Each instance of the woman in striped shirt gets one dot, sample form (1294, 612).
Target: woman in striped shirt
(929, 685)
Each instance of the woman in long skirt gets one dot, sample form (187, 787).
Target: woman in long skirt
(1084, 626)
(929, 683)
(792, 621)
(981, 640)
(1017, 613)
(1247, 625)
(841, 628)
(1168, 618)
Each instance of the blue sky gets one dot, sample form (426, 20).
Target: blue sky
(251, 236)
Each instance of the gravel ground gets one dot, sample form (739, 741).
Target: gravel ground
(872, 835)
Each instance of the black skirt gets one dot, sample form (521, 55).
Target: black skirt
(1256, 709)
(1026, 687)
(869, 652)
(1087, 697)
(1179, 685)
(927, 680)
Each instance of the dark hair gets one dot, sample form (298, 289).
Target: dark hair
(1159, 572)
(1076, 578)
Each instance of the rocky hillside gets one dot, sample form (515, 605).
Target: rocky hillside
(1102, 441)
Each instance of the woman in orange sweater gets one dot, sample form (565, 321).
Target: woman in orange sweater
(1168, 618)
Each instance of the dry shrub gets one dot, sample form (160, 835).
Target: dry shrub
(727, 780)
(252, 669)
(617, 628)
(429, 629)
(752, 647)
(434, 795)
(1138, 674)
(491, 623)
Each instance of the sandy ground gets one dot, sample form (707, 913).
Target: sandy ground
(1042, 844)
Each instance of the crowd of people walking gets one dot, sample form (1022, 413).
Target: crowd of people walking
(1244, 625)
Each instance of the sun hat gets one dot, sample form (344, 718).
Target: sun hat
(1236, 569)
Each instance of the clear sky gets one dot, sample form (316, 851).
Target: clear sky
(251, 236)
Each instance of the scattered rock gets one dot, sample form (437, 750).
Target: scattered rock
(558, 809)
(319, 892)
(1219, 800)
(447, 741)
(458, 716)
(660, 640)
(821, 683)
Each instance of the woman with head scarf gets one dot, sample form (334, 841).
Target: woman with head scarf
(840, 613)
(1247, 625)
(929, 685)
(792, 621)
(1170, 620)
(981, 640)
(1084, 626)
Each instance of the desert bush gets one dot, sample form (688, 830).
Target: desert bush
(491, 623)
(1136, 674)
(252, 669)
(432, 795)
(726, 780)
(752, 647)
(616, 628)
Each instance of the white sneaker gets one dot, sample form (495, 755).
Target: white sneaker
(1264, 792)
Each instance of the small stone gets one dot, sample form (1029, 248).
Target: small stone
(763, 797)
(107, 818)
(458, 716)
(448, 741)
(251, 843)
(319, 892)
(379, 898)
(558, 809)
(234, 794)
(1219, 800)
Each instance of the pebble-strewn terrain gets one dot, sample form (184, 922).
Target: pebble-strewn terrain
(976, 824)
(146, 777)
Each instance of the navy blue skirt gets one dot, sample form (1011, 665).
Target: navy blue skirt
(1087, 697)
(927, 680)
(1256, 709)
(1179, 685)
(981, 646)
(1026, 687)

▶ Given problem: Recast the listing above as a Markdown table with two columns, Row and Entry: put each line's sequential number under Row and the line itself under Entry, omitting blank lines.

▶ Exercise output:
| Row | Entry |
|---|---|
| 1 | Each instance of the woman in striped shirt gets one dot, sample form (1294, 612). |
| 2 | Target: woman in striped shirt |
| 3 | (929, 685) |
| 4 | Each instance of the woman in long skirt gets one dot, sample form (187, 787). |
| 5 | Target: woman in long skirt |
| 6 | (1084, 626) |
| 7 | (929, 683) |
| 8 | (792, 621) |
| 9 | (981, 640) |
| 10 | (1017, 613) |
| 11 | (1247, 625) |
| 12 | (841, 628) |
| 13 | (1168, 618) |
| 14 | Each instance of the blue sky gets one dot, sample form (426, 20). |
| 15 | Target: blue sky |
| 16 | (251, 236) |
| 17 | Each instance of the gravel ground gets one dot, sample form (739, 741). |
| 18 | Target: gravel ground |
| 19 | (872, 835) |
| 20 | Each instance of the black skirt gets one dot, sample form (521, 55). |
| 21 | Target: black skirt |
| 22 | (1256, 709) |
| 23 | (1026, 687) |
| 24 | (869, 652) |
| 25 | (1087, 697) |
| 26 | (1179, 685) |
| 27 | (927, 680) |
| 28 | Each instance of the dark hair gets one dot, sample form (298, 289). |
| 29 | Target: dark hair |
| 30 | (1159, 572) |
| 31 | (1076, 578) |
| 32 | Each instance of the rocky hillside gets one dot, sample form (515, 605). |
| 33 | Target: rocky hillside |
| 34 | (1102, 441) |
| 35 | Each instance of the woman in orange sweater gets one dot, sample form (565, 321). |
| 36 | Target: woman in orange sweater |
| 37 | (1168, 618) |
| 38 | Each instance of the dry shrub gets one dot, sample form (160, 835). |
| 39 | Target: dry shrub |
| 40 | (727, 780) |
| 41 | (252, 669) |
| 42 | (617, 628) |
| 43 | (429, 629) |
| 44 | (752, 647) |
| 45 | (434, 795) |
| 46 | (1138, 674) |
| 47 | (491, 623) |
| 48 | Each instance of the sandy ground gets one dot, sample form (707, 913). |
| 49 | Target: sandy ground |
| 50 | (1042, 844) |
| 51 | Each instance of the crowd of people walking gets one dot, sample form (1022, 413). |
| 52 | Target: crowd of people walking |
| 53 | (1244, 625) |
| 54 | Each instance of the sun hat gets one dot, sample form (344, 718). |
| 55 | Target: sun hat |
| 56 | (1236, 569) |
| 57 | Each instance of the clear sky gets one dot, sample form (316, 851). |
| 58 | Target: clear sky |
| 59 | (251, 236) |
| 60 | Each instance of the scattered rock gets one dot, sample form (437, 750). |
| 61 | Target: scattered rock |
| 62 | (558, 809) |
| 63 | (319, 892) |
| 64 | (1219, 800) |
| 65 | (447, 741) |
| 66 | (458, 716) |
| 67 | (660, 640) |
| 68 | (821, 683) |
| 69 | Each instance of the woman with head scarf gets one dot, sample form (334, 841). |
| 70 | Target: woman with head scarf |
| 71 | (840, 613) |
| 72 | (1247, 625) |
| 73 | (929, 685) |
| 74 | (792, 621) |
| 75 | (1170, 620) |
| 76 | (981, 640) |
| 77 | (1084, 626) |
| 78 | Each instance of the desert bush gets one dot, sample form (688, 830). |
| 79 | Target: desert bush |
| 80 | (491, 623) |
| 81 | (1136, 674) |
| 82 | (252, 669) |
| 83 | (432, 795) |
| 84 | (726, 780) |
| 85 | (752, 647) |
| 86 | (616, 628) |
| 87 | Each instance of the white sneaker gets one dot, sample form (495, 755). |
| 88 | Target: white sneaker |
| 89 | (1264, 792) |
| 90 | Each instance of the small stone gets one dot, sample form (1029, 248). |
| 91 | Target: small stone |
| 92 | (763, 797) |
| 93 | (107, 818) |
| 94 | (458, 716) |
| 95 | (448, 741) |
| 96 | (251, 843) |
| 97 | (319, 892) |
| 98 | (379, 898) |
| 99 | (558, 809) |
| 100 | (234, 794) |
| 101 | (1219, 800) |
| 102 | Each instance of the pebble-strewn terrain gets one dot, sample form (184, 922). |
| 103 | Target: pebble-strewn terrain |
| 104 | (976, 824) |
| 105 | (146, 777) |
| 106 | Each instance of the navy blue skirt gets one dot, sample form (1011, 665). |
| 107 | Target: navy blue skirt |
| 108 | (1087, 697) |
| 109 | (927, 680) |
| 110 | (1256, 709) |
| 111 | (1179, 685) |
| 112 | (981, 646) |
| 113 | (1026, 687) |